§ PROVIDED PASSAGE:
↓↓↓

So, how exactly has he managed it?
“What I learned from a sports field from a really young age certainly helped me,” Rutter replies.
“Anybody who has played sport knows not only about the skills you learn in that sport but also the importance of having a good mentality.
“I was involved in a very competitive environment in football from the age of just six, and it can be pretty ruthless.
“I learned about resilience and recovering from setbacks from that young age, and about being part of a team, performing under pressure, leadership and respect.
“All those skills I learned ultimately helped me to recover, and my upbringing helped as well.
“I am fortunate to have successful parents with really strong morals – both are teachers – and I know not everyone is fortunate enough to have that sort of support.
“I also had friends who pushed me, who told me I’d been through a bad time but needed to dust myself down and get back into the real world.
“As I have said, it wasn’t easy, and there was a lot of resentment with me carrying a chip on my shoulder for many years.
“It needed me to lose all that anger, to realise that I couldn’t control what had happened to me, that it wasn’t my fault.
“I learned to channel all that frustration, pain and anger in a positive way, and doing all the speeches and mentoring has helped me with that.
“I’ll be honest, when I first started doing speeches and workshops in front of lots of people it scared the life out of me.
“I thought I couldn’t do it, I was too anxious and nervous, but I gave it a go, found my confidence and self-esteem again, and things progressed from there and have gone from strength to strength.
“I still get nervous before every session, and that’s because I care so much about it, but I have managed to get a structure to my speeches which is important because I still have problems with my memory.
“To see a six year old’s face light up when they take in some information, or to then see an 80-year-old man cry when I tell my story, I can’t believe the impact it can have on people.
“I never thought I would get into a career like this, but if what I am saying can help and inspire other people then that can be no better feeling.”

↑↑↑

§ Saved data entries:
↓↓↓

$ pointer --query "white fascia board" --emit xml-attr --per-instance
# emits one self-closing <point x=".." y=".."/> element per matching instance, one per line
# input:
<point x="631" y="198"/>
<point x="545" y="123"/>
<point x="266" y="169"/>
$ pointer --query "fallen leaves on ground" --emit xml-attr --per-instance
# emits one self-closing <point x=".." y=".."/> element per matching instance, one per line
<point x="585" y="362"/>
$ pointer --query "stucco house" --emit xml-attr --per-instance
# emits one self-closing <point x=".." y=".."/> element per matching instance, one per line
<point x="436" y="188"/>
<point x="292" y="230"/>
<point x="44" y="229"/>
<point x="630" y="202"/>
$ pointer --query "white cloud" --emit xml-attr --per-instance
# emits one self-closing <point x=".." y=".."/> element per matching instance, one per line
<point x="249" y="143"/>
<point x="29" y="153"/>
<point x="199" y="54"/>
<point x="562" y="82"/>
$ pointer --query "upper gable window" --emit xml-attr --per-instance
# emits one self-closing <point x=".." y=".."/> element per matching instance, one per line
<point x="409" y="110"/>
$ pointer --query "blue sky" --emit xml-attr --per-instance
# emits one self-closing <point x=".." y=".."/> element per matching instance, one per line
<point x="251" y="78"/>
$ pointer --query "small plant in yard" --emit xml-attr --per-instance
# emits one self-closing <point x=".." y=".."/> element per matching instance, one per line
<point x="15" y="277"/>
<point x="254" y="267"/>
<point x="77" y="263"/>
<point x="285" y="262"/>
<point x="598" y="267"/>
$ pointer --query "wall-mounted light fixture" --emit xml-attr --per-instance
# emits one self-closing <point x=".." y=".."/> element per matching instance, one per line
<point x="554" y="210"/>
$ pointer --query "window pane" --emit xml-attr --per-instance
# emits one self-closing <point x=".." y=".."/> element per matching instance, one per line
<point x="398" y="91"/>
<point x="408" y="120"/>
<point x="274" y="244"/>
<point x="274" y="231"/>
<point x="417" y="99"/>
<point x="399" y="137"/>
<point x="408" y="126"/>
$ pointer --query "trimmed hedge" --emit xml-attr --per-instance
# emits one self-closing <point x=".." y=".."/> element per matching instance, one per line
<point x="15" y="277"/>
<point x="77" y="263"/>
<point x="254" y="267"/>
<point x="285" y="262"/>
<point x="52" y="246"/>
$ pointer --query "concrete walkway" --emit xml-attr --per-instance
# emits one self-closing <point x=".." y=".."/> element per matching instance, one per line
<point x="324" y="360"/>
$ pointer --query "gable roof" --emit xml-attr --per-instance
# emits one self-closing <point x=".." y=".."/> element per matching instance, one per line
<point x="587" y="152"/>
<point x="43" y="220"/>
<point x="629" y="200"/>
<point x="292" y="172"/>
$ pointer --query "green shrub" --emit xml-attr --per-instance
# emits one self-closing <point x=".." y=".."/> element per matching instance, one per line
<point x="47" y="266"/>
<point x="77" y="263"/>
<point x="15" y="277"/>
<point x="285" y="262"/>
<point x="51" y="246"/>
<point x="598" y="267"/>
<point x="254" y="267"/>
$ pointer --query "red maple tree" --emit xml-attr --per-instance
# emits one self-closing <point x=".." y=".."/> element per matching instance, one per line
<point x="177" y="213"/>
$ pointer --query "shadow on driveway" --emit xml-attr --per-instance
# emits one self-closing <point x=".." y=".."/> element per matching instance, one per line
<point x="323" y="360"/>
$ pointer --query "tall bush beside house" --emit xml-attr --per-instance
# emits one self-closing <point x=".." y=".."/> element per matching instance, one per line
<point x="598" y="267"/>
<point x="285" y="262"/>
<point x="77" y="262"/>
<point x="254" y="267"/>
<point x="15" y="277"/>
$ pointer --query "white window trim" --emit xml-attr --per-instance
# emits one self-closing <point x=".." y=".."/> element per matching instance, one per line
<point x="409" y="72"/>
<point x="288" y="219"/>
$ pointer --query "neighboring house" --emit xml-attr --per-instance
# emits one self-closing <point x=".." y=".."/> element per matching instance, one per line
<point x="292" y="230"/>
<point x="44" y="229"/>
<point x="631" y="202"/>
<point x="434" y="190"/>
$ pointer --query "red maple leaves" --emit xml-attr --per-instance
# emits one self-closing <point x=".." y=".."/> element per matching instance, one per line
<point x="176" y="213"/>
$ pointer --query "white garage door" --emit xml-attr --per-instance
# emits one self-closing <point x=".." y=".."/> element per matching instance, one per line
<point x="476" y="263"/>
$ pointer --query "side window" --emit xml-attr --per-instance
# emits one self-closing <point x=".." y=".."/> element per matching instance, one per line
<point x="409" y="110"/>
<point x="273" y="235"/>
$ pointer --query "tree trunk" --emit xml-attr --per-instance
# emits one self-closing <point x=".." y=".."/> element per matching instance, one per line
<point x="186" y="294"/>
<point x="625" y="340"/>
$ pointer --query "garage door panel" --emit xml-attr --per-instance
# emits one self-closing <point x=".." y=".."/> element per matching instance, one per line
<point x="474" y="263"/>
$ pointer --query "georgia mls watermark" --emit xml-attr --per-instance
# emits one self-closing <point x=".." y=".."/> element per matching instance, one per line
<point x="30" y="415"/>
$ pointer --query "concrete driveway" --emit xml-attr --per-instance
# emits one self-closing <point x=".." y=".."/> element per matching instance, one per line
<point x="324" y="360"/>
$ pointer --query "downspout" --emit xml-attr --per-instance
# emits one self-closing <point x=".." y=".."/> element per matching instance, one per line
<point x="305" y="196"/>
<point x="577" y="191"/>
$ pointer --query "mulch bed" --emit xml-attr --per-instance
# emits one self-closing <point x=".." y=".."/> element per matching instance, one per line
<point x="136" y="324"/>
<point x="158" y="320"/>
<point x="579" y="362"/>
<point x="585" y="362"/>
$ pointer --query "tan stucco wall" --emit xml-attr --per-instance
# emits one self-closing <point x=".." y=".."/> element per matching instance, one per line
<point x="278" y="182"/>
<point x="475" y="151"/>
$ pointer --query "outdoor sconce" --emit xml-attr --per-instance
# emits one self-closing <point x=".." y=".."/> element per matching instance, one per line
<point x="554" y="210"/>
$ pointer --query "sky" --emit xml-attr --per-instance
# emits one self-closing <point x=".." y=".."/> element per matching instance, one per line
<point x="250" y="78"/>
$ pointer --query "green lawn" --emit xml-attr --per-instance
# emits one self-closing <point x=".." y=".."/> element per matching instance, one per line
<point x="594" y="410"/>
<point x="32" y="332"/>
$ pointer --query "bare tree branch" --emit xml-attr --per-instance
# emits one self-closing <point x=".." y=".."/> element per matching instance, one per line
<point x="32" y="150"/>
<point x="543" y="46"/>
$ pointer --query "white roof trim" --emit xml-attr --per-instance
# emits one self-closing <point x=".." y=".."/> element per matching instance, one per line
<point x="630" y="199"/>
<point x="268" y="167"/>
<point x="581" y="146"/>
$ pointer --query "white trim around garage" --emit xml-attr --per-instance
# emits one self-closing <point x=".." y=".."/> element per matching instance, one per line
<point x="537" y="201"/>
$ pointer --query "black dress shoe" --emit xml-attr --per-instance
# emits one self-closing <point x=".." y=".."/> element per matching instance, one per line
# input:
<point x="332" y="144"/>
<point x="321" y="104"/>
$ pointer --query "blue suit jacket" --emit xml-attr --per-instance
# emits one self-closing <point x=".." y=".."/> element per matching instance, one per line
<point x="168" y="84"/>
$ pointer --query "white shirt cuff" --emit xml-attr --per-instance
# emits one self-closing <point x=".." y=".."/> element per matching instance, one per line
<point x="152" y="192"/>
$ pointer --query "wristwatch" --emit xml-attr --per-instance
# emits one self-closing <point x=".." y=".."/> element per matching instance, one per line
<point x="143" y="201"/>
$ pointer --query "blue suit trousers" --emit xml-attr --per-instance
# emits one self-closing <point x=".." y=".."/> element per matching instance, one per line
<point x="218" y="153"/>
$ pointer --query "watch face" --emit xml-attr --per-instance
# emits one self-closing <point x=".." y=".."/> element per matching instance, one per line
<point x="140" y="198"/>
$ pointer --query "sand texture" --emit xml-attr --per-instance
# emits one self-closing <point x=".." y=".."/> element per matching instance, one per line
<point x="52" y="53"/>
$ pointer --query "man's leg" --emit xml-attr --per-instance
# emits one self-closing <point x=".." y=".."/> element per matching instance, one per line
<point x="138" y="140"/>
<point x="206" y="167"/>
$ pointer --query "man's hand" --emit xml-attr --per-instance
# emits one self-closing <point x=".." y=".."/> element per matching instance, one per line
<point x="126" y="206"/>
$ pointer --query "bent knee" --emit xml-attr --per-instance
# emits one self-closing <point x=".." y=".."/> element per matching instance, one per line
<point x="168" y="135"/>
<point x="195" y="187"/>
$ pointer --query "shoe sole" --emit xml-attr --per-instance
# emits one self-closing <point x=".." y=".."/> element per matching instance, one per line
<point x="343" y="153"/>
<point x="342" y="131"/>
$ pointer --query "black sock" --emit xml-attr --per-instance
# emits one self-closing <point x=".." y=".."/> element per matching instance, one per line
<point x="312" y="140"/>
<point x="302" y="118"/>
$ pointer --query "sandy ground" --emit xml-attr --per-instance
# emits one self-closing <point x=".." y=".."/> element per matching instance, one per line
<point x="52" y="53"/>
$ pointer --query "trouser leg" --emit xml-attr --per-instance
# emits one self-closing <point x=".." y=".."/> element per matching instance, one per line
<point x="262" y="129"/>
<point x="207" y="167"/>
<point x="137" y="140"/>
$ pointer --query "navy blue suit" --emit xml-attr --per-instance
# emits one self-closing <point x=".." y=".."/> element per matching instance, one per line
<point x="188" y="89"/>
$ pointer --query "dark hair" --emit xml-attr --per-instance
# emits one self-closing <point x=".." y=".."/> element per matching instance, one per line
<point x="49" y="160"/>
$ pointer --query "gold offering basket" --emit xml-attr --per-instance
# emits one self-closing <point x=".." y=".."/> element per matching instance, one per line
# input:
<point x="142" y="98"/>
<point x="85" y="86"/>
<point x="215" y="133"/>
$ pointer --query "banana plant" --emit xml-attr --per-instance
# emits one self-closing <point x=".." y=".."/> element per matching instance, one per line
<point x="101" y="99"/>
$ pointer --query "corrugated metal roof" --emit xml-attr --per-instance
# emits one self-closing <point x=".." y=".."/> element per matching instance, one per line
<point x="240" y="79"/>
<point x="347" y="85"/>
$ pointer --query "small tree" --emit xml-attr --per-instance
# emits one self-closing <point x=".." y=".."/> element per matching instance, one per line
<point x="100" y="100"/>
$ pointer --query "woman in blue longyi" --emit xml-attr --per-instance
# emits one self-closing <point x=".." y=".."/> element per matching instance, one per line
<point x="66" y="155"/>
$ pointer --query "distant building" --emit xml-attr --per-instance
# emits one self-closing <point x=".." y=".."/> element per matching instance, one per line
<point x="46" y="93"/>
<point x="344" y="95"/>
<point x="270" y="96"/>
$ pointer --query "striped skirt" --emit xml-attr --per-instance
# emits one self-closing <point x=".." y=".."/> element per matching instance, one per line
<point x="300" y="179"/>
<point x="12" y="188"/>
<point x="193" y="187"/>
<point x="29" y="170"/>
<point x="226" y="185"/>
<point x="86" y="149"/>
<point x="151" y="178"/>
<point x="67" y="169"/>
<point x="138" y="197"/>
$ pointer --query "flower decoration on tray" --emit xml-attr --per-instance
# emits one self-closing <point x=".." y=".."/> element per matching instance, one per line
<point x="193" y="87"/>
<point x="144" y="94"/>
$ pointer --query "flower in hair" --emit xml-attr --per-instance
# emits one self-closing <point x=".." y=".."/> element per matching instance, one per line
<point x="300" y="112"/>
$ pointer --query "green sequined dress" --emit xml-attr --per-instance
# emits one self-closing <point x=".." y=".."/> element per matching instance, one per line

↑↑↑

§ SET OF TASKS:
1. In the passage about Rutter's recovery, why does Rutter say that having a structure to his speeches is important?
2. Carry on the passage about Rutter's recovery from the point where it stops.

§ ANSWERS PROVIDED:
1. He says a structure is important because he still has problems with his memory.

2.
It was via a link between Wolves Foundation Senior Manager Lee Smith and Will Perkins, Talent Confirmation Lead for 12 to 16 year-olds with the FA, that first saw Rutter leading a Zoom webinar session with Wolves’ disability players.
Since then he has done the same with men who access the Foundation’s Head 4 Health initiative, and is delighted to have taken on the role of Ambassador which will increase his involvement with the charity’s projects in the future.
“It is my honour to be involved as an Ambassador for the Foundation moving forward and I am really excited and looking forward to getting started,” he says.
“In areas of disability football for example, I know what is it like as I have been through it myself and when you have a disability, it’s good to have positive role models and people who really care and want to help.
“That is what I want to try and do, because everyone deserves a chance to play football.
“It opens the door to getting out of the house and being active, socialising and making friends, and enjoying memories which can last the rest of your life.
“I also really like the look of the Head 4 Health and Golden Goals projects that the Foundation run, and am just keen to be involved as much as I can.
“This is such a great opportunity for me, at such a fantastic football club as Wolves.
“I remember playing against Wolves as a kid for Birmingham and they were always tough to play against, and how they have progressed from League One a few years ago to around the top six of the Premier League is incredible.
“And off the pitch, the Foundation is also doing fantastic work – I have looked at the programme and there is so much going on.
“From speaking to everyone I think the Foundation want to set the standard and show the example for Wolves to being one of the best in the country.
“If I can help in any small way to make that happen, then that is what I am determined to do.”